3 würfe später ist meine rute  voll krumm und der Fisch macht eine gute Flucht. Dann Sprünge und Rollen. Nach gefühlt nee Ewigkeit lag der Fisch dann im kescher. Jaaaaaaaaaaaaa!!! Hab ich geschrien.
Mein zweiter Fisch dann am Nachmittag.  Nach der Mittagspause wieder an den ententeich und nix. Wir wollten schon wieder los zum abendessen vorbereiten als plötzlich gut wind kam. 10 später war das Wasser trüb und dann der biss auf wurm mit Twister 10m vorm Ufer bei langsamer Führung. Saudicke und kampfstarke mefo- ein toller Fisch

Nächster trip wird jetzt geplant. Ich hab das Fieber jetzt auch


----------



## Martyin84 (22. April 2018)

*AW: Aktuelle Meerforellenfänge Frühjahr 2018*

Dickes Petri von mir#6
Auch wenn Dänemark ein anderes Revier ist.
Fotos wären noch schön gewesen zu deinem Bericht#6
Es geht also doch was,,wenn die Mefos sich auf die Ringler einschießen,die sehr Grundnah ringeln, ist klar,warum sie so manchen toll lackierten Blinker außer Acht lassen


----------



## dirk.steffen (22. April 2018)

*AW: Aktuelle Meerforellenfänge Frühjahr 2018*

Die Regierung hatte mir heute Abend doch noch mal freigegeben :vik:
Also Plünnen ins Auto und ab an die Küste. Am ersten Spot mit einem Kumpel getroffen. Der hatte noch nix, ich konnte auch nix beisteuern. #d Dann wurde der Wind weniger und drehte irgendwie. Also Spotwechsel und ab zur offenen Küste. Wind voll drauf, reichliche "Dreck" im Wasser :c Also doch wieder flache Bucht. Dort war dann klares Wasser und Ententeich |uhoh:
Aber egal, ab ins Wasser. Beim reinwaten im knietiefen Wasser ca, 20 m vor mir plötzlich Bewegung an der Oberfläche. Es sprangen reichlich Kleinfische (Sandaale?) in wilder Flucht aus dem Wasser. Gezieltes Anwerfen brachte nix. Mein Kumpel kam dann auch langsam angwatet und vermeldete einen Nachläufer :m Da müßte doch noch was gehen.

## KURZE AUFGABE 1
Mit welchem Köder wurde laut dem Auszug über die Meerforellenfänge der zweite Fisch am Nachmittag gefangen?
## KURZE AUFGABE 2
Führen Sie den Auszug über die Meerforellenfänge im Anschluss an seinen letzten Satz mit einigen Sätzen weiter.

## EINTRÄGE
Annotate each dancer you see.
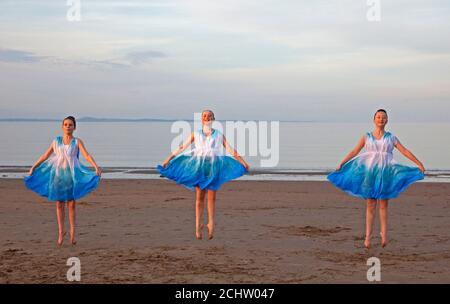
[328,109,425,249]
[24,116,101,246]
[157,110,249,239]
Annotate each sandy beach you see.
[0,179,450,283]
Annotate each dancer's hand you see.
[162,160,169,168]
[419,164,425,173]
[95,167,102,176]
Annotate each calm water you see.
[0,122,450,171]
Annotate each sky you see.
[0,0,450,122]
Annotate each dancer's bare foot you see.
[195,224,203,240]
[380,232,387,248]
[57,232,66,246]
[206,224,214,240]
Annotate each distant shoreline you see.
[0,165,450,183]
[0,117,316,123]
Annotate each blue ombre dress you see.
[24,136,100,201]
[328,132,424,199]
[157,129,247,190]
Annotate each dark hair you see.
[373,109,387,119]
[63,116,77,128]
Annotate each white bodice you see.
[51,136,79,168]
[192,129,224,157]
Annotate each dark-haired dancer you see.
[328,109,425,248]
[24,116,101,246]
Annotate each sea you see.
[0,121,450,182]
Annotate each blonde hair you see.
[202,109,216,120]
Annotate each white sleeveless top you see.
[50,136,79,169]
[192,129,224,157]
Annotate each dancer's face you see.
[202,111,214,126]
[62,119,75,135]
[373,112,388,128]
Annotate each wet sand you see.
[0,179,450,283]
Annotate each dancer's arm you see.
[394,140,425,173]
[162,133,194,168]
[223,135,250,171]
[77,138,102,176]
[28,142,53,175]
[336,135,366,171]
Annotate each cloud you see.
[124,51,167,64]
[0,48,44,63]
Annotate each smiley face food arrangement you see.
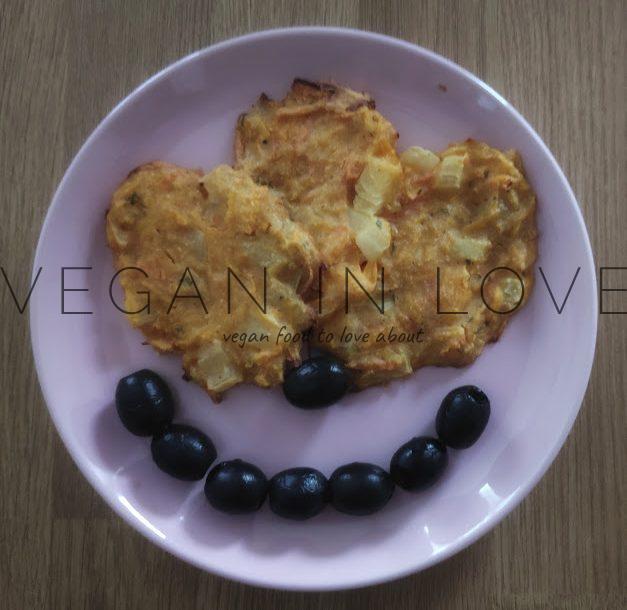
[106,80,537,519]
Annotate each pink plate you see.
[31,28,597,589]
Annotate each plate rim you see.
[29,26,598,591]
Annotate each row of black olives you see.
[115,366,490,520]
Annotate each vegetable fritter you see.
[312,140,537,387]
[107,162,318,400]
[235,79,402,318]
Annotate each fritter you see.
[235,79,402,319]
[107,162,319,400]
[312,140,537,387]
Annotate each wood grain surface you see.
[0,0,627,610]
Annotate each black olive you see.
[283,355,350,409]
[115,369,174,436]
[205,460,268,515]
[150,424,218,481]
[435,385,490,449]
[390,436,448,491]
[269,468,328,520]
[329,462,394,515]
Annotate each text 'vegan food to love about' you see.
[107,80,537,407]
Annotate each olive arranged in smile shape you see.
[435,385,490,449]
[205,460,268,515]
[115,369,174,436]
[329,462,394,516]
[115,370,490,520]
[283,355,350,409]
[150,424,218,481]
[390,436,448,491]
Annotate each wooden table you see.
[0,0,627,610]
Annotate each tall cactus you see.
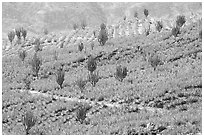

## SCHRIFTLICHE ANTWORT 1
Mit Wurm und Twister.

## SCHRIFTLICHE ANTWORT 2
Na ja, erstmal war Pause. Wir haben uns dann erstmal getrennt und sind jeder in eine andere Richtung an der Krautkante langgewatet. Nach einiger Zeit Biß :a Beim Drill 5-10 m neben dem Fisch noch ein Schwall |uhoh: Na ja, Fisch konnte gelandet werden, 46 cm Silber :vik: Kurze Zeit später wieder Biß, der Fisch stieg dann kurz vor dem Kescher aus :r Danach konnte ich mehrere Fische an der Oberfläche beobachten. Mein Kumpel war mittlerweile in meine Richtung unterwegs, hatte auch mehrere Bisse, konnte aber leider keinen Fisch landen. #d Kurz bevor er bei mir eintraf, 10 m vor mir wieder Biß. Dieses mal 50 cm Silber und sicher gelandet #6 Danach war die Sonne weg und nix ging mehr.
Ein wunderschöner Abend mit einem herrlichen Sonnenuntergang und reichlich Fisch vor Ort :m
Und Samstag geht es nach Lnageland |wavey:


----------



## kneew (23. April 2018)

*AW: Aktuelle Meerforellenfänge Frühjahr 2018*



Martyin84 schrieb:


> Dickes Petri von mir#6
> Auch wenn Dänemark ein anderes Revier ist.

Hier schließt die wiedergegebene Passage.